TEXTE:
--------------------
LES FAITS. Décédé lundi chez lui à l’âge de 85 ans, Edouard Leclerc a été inhumé hier à Landerneau. Il en demeurera sans aucun doute «l’Épicier» pour la postérité.
Avec la disparition d’Edouard Leclerc, une page du grand livre du commerce s’est donc tournée. Une sacrée page ! Pour s’en convaincre : le nombre de réactions publiques ou encore l’impressionnant écho médiatique de sa disparition («ouvrant» les journaux télévisés du soir, une considération rare pour un chef d’entreprise). Souvent, une même image : l’inventeur du discount s’en est allé. Trop simple pour être exact au regard de l’œuvre d’Edouard Leclerc. Et, finalement, pas vraiment fidèle à l’histoire du commerce. Car le premier discounter du commerce «moderne» est sans conteste Boucicaut. C’était en 1852. Presque un siècle avant la première échoppe d’Edouard Leclerc à Landerneau, en 1949 ! Boucicaut a compris le premier toute la puissance du prix bas (entre autres visions appliquées au Bon Marché et qui inspirent toujours le commerce aujourd’hui) : c’est-à-dire la puissance commerciale du prix cassé, principal levier d’attraction d’un point de vente ; mais également sa puissance économique, le discount étant, par les volumes générés, le plus sûr moyen de… s’enrichir. En ce sens, Edouard Leclerc fut le digne héritier de Boucicaut. Un héritage qu’il fit prospérer avec talent parce qu’il comprit – mieux que son glorieux aîné – le rôle social du discount : «Permettre aux ouvriers de s’acheter ce qu’ils avaient produit», disait-il. Et c’est probablement cette vision initiale – martelée urbi et orbi – qui a durablement ancré Leclerc dans l’imaginaire populaire.
--------------------
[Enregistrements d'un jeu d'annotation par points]

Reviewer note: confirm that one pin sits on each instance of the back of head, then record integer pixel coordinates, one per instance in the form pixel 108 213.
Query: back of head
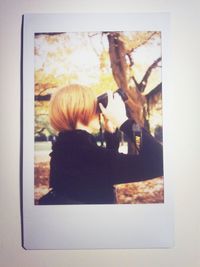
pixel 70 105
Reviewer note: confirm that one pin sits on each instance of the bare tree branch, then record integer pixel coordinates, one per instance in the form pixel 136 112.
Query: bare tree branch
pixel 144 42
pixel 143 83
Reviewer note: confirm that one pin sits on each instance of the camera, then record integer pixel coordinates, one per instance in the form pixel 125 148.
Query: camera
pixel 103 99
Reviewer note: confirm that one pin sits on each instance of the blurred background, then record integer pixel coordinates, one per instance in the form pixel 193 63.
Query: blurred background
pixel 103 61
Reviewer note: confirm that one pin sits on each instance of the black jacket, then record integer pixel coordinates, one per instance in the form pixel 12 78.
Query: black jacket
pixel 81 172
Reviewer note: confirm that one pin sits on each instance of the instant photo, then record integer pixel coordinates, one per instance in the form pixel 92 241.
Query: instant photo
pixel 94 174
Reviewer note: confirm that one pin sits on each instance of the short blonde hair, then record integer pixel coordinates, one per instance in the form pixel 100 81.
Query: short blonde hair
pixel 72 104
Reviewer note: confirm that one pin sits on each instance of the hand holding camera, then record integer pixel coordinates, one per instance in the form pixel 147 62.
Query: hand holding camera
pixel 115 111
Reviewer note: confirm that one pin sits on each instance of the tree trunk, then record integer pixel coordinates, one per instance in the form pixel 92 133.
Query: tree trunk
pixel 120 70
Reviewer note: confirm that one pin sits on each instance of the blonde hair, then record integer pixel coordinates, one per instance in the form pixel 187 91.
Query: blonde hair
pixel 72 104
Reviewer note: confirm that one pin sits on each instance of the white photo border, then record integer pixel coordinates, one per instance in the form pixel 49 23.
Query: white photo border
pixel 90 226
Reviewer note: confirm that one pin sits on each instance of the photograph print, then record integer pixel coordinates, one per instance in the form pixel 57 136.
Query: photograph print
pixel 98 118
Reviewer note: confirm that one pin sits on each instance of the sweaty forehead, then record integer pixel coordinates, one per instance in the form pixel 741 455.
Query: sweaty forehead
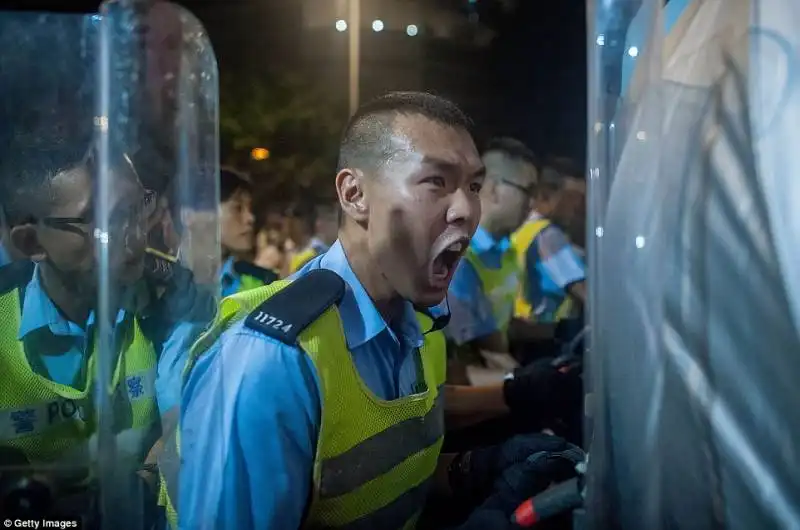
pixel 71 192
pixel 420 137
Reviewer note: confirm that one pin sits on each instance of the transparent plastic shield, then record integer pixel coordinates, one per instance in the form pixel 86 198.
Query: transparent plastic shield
--------------------
CONSIGNE A:
Répondez à ces questions sur le texte consacré à Edouard Leclerc :
(i) À quel âge Edouard Leclerc est-il décédé ?
(ii) En quelle année Boucicaut est-il devenu le premier discounter du commerce « moderne » ?
(iii) En quelle année Edouard Leclerc a-t-il ouvert sa première échoppe à Landerneau ?
CONSIGNE B:
Pouvez-vous résumer en deux phrases le texte consacré à Edouard Leclerc ?
CONSIGNE C:
Dans le texte consacré à Edouard Leclerc, pouvez-vous recopier tout le passage depuis "LES FAITS. Décédé" jusqu'à "pour la postérité." en remplaçant "lundi" par "mardi" ?
Ces enregistrements ne sont pas utiles pour répondre.

CORRIGÉ A:
(i) À 85 ans.
(ii) En 1852.
(iii) En 1949.

CORRIGÉ B:
Edouard Leclerc, décédé à 85 ans et inhumé à Landerneau, est souvent présenté comme l'inventeur du discount, alors que le premier discounter du commerce moderne est Boucicaut, en 1852. Digne héritier de Boucicaut, Leclerc a mieux compris que lui le rôle social du discount, et cette vision l'a durablement ancré dans l'imaginaire populaire.

CORRIGÉ C:
LES FAITS. Décédé mardi chez lui à l’âge de 85 ans, Edouard Leclerc a été inhumé hier à Landerneau. Il en demeurera sans aucun doute «l’Épicier» pour la postérité.